*What is needed*. Pull out every line in the data below that contains the string "gorilla". Case counts, so a line matches only if the string appears with the same capitalization.

[BEGIN]

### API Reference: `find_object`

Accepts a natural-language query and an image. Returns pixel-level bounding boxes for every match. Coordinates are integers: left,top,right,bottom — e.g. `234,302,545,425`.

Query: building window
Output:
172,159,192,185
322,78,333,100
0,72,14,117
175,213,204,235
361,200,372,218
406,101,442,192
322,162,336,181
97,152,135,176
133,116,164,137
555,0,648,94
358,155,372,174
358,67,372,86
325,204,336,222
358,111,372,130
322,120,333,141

[END]
[BEGIN]

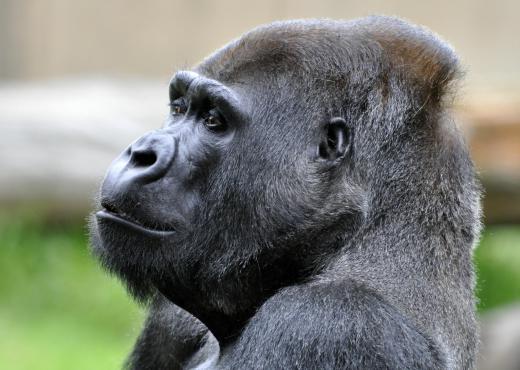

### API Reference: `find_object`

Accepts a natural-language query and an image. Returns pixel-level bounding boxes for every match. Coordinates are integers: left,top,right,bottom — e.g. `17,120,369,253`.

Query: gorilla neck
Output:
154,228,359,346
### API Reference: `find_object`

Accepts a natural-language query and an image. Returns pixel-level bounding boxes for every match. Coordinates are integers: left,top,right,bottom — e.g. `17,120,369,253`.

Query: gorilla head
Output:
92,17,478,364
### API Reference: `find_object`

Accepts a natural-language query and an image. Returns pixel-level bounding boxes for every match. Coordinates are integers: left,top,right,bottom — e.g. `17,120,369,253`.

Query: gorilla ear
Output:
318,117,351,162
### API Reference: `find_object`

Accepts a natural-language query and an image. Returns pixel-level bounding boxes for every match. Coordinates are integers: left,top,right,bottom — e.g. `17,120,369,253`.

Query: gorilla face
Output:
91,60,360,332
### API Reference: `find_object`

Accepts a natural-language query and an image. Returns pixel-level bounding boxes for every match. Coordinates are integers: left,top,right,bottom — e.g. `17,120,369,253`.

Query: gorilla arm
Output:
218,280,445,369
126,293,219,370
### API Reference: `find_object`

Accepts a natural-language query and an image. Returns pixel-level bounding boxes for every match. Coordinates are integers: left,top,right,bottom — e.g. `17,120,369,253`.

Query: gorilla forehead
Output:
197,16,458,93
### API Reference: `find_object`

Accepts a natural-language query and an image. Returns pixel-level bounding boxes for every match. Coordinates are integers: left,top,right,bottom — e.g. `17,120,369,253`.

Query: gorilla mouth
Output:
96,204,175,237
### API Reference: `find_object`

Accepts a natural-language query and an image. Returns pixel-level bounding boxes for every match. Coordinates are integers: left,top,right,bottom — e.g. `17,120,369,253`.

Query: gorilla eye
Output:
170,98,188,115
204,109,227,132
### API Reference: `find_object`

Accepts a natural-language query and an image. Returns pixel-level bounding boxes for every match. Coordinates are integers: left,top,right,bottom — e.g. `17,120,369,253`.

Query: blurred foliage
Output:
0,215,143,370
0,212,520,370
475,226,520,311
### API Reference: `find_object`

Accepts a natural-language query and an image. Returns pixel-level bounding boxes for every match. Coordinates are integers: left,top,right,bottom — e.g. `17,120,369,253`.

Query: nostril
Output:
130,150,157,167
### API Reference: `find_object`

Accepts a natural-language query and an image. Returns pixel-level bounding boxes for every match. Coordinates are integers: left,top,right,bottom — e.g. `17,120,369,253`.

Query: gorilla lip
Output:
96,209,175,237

[END]
[BEGIN]

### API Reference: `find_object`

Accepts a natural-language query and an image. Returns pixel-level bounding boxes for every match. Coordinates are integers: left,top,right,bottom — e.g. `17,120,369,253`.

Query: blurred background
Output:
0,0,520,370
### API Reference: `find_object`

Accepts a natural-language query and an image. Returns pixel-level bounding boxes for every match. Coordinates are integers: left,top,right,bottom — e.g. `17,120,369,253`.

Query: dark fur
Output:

[END]

*Answer below*.
Query: gorilla neck
Query: gorilla head
Query: gorilla ear
Query: gorilla face
Query: gorilla arm
Query: gorilla forehead
Query: gorilla mouth
Query: gorilla eye
Query: gorilla lip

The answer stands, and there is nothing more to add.